==== ПРЕДЛОЖЕННЫЙ ОТРЫВОК ====

Казалось, встает заря новой эры. Земцы усмотрели в высказываниях Мирского приглашение созвать всероссийский съезд. Один из таких съездов проводился в 1902 году, но негласно, нелегально. Идея открытого земского съезда возникла в конце августа 1904 года, вскоре после назначения Мирского, и быстро снискала поддержку и либерального (конституционалистского), и консервативного (славянофильского) крыла движения. Первоначально повестку дня планировалось ограничить земскими вопросами. Но высказывания Мирского внушили земцам мысль, что правительство желало бы узнать их взгляды по государственным вопросам, и круг предлагаемых к обсуждению на предстоящем совещании тем соответственно расширился. Земцы понимали, как важно закрепить законом недавние перемены в правительственной политике, ведь в конце концов и сам Мирский может оказаться орудием в руках «темных сил» — придворной камарильи в первую очередь — и будет устранен, как только исполнит свою роль миротворца. По словам Д.Н.Шипова, наиболее известного из земцев-консерваторов, многие из его товарищей понимали, «что доверие к обществу провозглашено пока только лицом, поставленным во главе министерства вн. дел, но необходимо, чтобы это чувство доверия отдельного члена правительства было усвоено всей государственной властью и облекалось в правовую норму, обставленную гарантиями, исключающими возможность такой случайности, как перемена лиц во главе государственного управления. Насущнейшею потребностью переживаемого времени, — указывалось далее, — является правильная постановка законодательной деятельности и предоставление участия в ней народному представительству»31.

==== ДАННЫЕ ====

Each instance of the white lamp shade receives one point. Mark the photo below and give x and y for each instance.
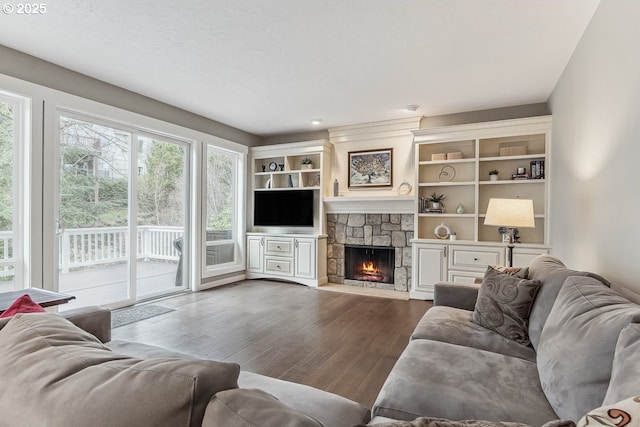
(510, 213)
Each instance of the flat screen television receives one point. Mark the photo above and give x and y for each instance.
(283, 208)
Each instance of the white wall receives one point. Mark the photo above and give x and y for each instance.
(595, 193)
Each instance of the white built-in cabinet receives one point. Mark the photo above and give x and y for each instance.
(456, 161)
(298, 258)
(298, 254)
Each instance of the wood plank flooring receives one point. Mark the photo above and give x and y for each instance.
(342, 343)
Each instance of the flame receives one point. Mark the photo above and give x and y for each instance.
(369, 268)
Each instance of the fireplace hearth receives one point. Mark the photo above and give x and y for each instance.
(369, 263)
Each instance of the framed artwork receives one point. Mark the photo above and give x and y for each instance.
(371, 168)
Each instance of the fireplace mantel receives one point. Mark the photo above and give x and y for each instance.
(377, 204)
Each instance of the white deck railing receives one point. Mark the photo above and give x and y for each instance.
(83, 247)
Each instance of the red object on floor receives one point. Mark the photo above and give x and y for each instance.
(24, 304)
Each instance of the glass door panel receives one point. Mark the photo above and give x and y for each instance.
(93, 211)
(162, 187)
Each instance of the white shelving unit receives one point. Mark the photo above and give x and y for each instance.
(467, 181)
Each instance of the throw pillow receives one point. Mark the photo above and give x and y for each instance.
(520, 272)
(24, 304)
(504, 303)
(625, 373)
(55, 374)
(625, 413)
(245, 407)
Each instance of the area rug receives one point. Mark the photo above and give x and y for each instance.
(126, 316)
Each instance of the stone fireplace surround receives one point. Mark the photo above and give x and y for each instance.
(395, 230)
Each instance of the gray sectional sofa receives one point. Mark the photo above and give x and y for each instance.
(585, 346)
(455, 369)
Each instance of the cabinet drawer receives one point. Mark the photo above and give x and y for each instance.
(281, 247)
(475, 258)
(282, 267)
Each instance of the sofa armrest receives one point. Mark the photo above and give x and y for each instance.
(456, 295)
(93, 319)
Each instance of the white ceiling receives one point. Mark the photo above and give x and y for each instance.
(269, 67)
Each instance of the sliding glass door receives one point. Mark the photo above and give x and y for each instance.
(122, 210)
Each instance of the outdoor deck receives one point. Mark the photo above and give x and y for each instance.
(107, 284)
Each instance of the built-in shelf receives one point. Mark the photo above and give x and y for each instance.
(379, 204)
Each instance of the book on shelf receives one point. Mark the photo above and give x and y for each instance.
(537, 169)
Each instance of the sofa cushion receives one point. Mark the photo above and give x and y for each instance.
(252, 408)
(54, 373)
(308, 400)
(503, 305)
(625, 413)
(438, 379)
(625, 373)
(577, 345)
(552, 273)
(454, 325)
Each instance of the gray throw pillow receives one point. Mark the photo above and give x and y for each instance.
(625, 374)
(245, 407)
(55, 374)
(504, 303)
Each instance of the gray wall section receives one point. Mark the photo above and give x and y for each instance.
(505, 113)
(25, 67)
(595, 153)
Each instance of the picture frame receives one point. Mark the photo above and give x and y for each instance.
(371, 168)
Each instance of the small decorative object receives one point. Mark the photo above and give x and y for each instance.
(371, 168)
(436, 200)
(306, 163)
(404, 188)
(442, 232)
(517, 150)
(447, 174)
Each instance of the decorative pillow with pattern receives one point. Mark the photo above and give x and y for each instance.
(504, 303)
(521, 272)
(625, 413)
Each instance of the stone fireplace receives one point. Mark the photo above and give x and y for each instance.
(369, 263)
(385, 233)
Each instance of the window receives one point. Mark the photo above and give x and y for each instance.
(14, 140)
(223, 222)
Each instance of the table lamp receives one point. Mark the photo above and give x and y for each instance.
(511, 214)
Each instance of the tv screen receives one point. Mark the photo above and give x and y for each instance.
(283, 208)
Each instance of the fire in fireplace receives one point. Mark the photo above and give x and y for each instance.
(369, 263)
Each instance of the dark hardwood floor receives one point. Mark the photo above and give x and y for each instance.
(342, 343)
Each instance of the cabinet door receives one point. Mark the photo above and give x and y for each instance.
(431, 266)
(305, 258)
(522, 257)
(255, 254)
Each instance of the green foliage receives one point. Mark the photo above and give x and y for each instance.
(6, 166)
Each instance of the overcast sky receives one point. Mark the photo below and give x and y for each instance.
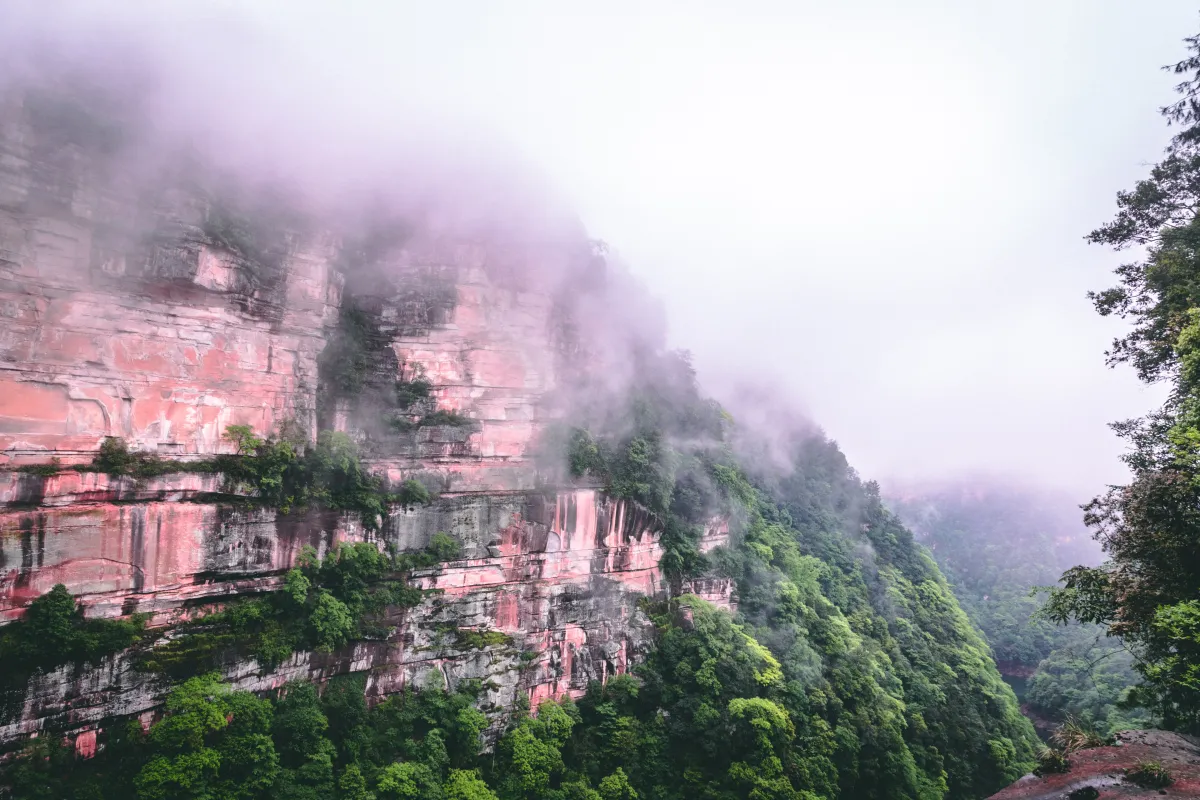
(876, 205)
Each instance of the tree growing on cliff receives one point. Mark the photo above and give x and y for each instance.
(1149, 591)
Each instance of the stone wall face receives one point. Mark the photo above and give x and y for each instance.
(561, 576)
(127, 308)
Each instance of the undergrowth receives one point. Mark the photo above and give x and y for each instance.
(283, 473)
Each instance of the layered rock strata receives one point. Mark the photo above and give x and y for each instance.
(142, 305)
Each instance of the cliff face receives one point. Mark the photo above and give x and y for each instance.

====

* **ЗАДАНИЯ**
[a] Оформите записи в виде JSON-списка строк, по одному элементу на каждую строку, без пустых строк. Начните со строки, в которой есть «Each instance of the tree», и закончите последней строкой записей.
[b] Подхватите отрывок о подготовке земского съезда 1904 года и продолжите его после последнего предложения.

* **ОТВЕТЫ**
[a]
[
  "Each instance of the tree growing on cliff receives one point. Mark the photo above and give x and y for each instance.",
  "(1149, 591)",
  "Each instance of the stone wall face receives one point. Mark the photo above and give x and y for each instance.",
  "(561, 576)",
  "(127, 308)",
  "Each instance of the undergrowth receives one point. Mark the photo above and give x and y for each instance.",
  "(283, 473)",
  "Each instance of the layered rock strata receives one point. Mark the photo above and give x and y for each instance.",
  "(142, 305)",
  "Each instance of the cliff face receives one point. Mark the photo above and give x and y for each instance."
]

[b]
Такие настроения порождали мысли о конституции и законодательном парламенте. Некоторые консервативные земцы считали, что это слишком, но когда их уверили, что правительство хочет услышать весь спектр мнений, они согласились внести конституционные вопросы в повестку дня будущего съезда, назначенного на начало ноября.

Узнав о желании земцев созвать всероссийское совещание, Мирский не только одобрил их планы, но испросил и получил на то благословение царя. Он поступал так, искренне полагая, что собрание ограничится земскими проблемами, как первоначально и планировалось, и невольно ввел в заблуждение царя. Узнав же об изменении повестки дня, он потребовал от Шилова отложить совещание на несколько месяцев. Шипов считал, что сделать это уже невозможно. Тогда министр потребовал, чтобы собрание перенесли в Москву. Когда и в этом ему отказали, Мирский согласился с проведением съезда, но только под видом «частного совещания». Его вынужденное согласие создало ложное впечатление, будто правительство готово обсуждать идею конституционного и парламентского строя.

Предвидя, что Земский съезд выдвинет конституционный проект, Мирский попросил С.Е.Крыжановского, чиновника своего министерства, составить собственный проект. Он предполагал составить программу, которая будет включать максимум оппозиционных требований в разумно приемлемых для царя пределах32.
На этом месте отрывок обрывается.